The cause was pneumonia and other complications of a stroke he suffered in November, his son Tony said.

Fayard was 18 and Harold was 11 when they became the featured act at the Cotton Club in Harlem in 1932.

Despite the racial hurdles facing them as black performers, they went on to Broadway, then Hollywood. Astaire once told the brothers that the acrobatic elegance and synchronicity of the “Jumpin’ Jive” dance sequence in “Stormy Weather” (1943) made it the greatest movie-musical number he had ever seen. In that number, the brothers tap across music stands in an orchestra with the fearless exuberance of children stone-hopping across a pond. In the finale, they leap-frog seamlessly down a sweeping staircase.

Their polished urbanity and classic good looks made the Nicholas Brothers film stars despite the celluloid segregation that relegated them to nonspeaking parts and dance sequences that could be easily cut for racially squeamish audiences in the South. They finally danced with a white star, Gene Kelly, in their last film together, “The Pirate” (1948).

As children, the brothers were vaudeville brats who toured with their musician parents, with Fayard stealing dance steps and teaching them to his brother.

“We were tap-dancers, but we put more style into it, more bodywork, instead of just footwork,” Harold Nicholas recalled in a 1987 interview.

Harold, who died in 2000, once likened his older brother’s dancing to poetry, saying that he was “talking to you with his hands and feet.”

Their trademark no-hands splits — in which they not only went down but sprang back up again without using their hands for balance — left film audiences wide-eyed. The choreographer George Balanchine called it ballet, despite their lack of formal training.

“My brother and I used our whole bodies, our hands, our personalities and everything,” Fayard Nicholas told the Los Angeles television station KCET in 2005. “We tried to make it classic. We called our type of dancing classical tap and we just hoped the audience liked it.”

The dancer and actor Gregory Hines, who died in 2003 at the age of 57, once said that if a film were ever made about the Nicholas Brothers, the dance numbers would have to be computer-generated because nobody could duplicate them.

The Nicholas Brothers learned to dance watching vaudeville shows while their parents played in the orchestra pit.

→ **Exercise**
Decide whether each statement agrees with the passage about the Nicholas Brothers, answering yes or no and quoting the deciding words: (a) The brothers became the featured act at the Cotton Club in 1932. (b) The brothers had formal training in ballet. (c) Their last film together was "Stormy Weather." The records that follow come from another source.

→ **Given records**
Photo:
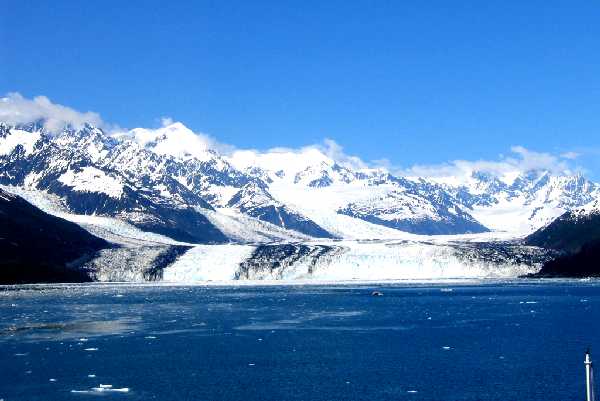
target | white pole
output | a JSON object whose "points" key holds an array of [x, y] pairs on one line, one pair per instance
{"points": [[589, 379]]}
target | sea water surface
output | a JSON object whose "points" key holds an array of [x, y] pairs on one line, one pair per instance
{"points": [[518, 340]]}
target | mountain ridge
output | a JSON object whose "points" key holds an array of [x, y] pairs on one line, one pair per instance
{"points": [[162, 184]]}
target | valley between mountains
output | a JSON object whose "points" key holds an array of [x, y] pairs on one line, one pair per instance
{"points": [[160, 205]]}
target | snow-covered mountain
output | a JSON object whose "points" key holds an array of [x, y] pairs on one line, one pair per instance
{"points": [[172, 182]]}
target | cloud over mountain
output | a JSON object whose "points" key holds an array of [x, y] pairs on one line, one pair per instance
{"points": [[16, 109]]}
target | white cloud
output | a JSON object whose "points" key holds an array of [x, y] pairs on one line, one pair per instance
{"points": [[15, 109], [570, 155], [505, 167]]}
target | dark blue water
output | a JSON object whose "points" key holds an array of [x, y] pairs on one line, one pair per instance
{"points": [[513, 341]]}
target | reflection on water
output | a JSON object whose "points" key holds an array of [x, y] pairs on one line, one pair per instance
{"points": [[426, 342]]}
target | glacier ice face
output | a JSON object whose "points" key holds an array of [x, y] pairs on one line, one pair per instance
{"points": [[357, 260], [160, 179]]}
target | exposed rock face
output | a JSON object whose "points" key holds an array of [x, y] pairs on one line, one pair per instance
{"points": [[37, 247], [583, 263], [571, 231], [273, 261], [576, 234]]}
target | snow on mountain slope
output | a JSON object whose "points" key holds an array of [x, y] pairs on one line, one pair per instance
{"points": [[530, 201], [26, 140], [91, 179], [173, 139], [111, 229], [245, 229], [161, 179]]}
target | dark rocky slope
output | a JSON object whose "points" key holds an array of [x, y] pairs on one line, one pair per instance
{"points": [[37, 247], [576, 235]]}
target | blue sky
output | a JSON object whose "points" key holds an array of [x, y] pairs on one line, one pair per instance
{"points": [[412, 82]]}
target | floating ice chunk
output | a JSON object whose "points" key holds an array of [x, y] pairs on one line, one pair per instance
{"points": [[102, 388]]}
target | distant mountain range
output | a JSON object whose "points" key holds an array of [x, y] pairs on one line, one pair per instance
{"points": [[164, 181]]}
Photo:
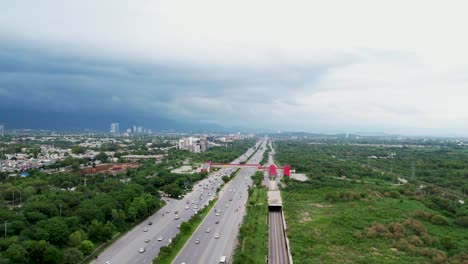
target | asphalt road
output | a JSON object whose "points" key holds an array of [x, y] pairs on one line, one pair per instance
{"points": [[277, 251], [126, 249], [210, 249]]}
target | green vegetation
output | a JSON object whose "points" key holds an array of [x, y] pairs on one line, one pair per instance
{"points": [[58, 224], [168, 253], [225, 154], [253, 234], [352, 213]]}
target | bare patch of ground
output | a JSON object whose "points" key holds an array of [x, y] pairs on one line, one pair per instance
{"points": [[299, 176], [305, 217]]}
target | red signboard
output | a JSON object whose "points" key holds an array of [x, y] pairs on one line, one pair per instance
{"points": [[286, 170], [272, 170]]}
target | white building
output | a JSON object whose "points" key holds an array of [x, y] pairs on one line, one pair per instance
{"points": [[114, 128]]}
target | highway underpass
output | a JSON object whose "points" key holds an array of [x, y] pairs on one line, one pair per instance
{"points": [[277, 245]]}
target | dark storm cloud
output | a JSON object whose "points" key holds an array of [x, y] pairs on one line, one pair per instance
{"points": [[58, 82]]}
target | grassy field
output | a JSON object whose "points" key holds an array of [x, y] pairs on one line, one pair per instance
{"points": [[253, 235], [367, 224], [168, 253]]}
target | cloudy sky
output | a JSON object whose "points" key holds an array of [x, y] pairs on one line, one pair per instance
{"points": [[318, 66]]}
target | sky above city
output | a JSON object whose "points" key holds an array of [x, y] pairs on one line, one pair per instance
{"points": [[317, 66]]}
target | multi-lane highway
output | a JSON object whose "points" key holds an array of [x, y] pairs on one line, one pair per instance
{"points": [[213, 240], [127, 249], [277, 251]]}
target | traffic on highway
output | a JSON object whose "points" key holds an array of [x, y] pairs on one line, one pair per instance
{"points": [[142, 244], [215, 237]]}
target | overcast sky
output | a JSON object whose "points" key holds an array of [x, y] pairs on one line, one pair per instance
{"points": [[318, 66]]}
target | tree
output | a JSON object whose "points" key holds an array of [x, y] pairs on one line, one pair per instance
{"points": [[75, 238], [173, 190], [72, 256], [102, 157], [16, 253], [58, 231], [86, 247], [52, 255]]}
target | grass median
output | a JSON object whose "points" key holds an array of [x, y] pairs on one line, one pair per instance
{"points": [[168, 253], [253, 234]]}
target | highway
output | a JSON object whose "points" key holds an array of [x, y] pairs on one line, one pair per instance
{"points": [[234, 194], [277, 251], [126, 249]]}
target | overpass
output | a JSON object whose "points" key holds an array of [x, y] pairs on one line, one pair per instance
{"points": [[272, 169]]}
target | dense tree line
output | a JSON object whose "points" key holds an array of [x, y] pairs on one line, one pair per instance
{"points": [[57, 225]]}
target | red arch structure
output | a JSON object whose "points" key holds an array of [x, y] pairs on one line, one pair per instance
{"points": [[272, 169]]}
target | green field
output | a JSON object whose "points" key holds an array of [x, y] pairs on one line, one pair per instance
{"points": [[334, 219], [253, 235]]}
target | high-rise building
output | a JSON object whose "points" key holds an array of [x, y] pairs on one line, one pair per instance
{"points": [[114, 128]]}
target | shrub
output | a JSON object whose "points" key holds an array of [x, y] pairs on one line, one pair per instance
{"points": [[439, 220], [462, 221], [416, 226]]}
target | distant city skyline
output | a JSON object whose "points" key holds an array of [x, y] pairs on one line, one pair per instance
{"points": [[324, 67]]}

→ **Exercise output**
(a) Yes: "they became the featured act at the Cotton Club in Harlem in 1932"
(b) No: "despite their lack of formal training"
(c) No: "in their last film together, “The Pirate” (1948)"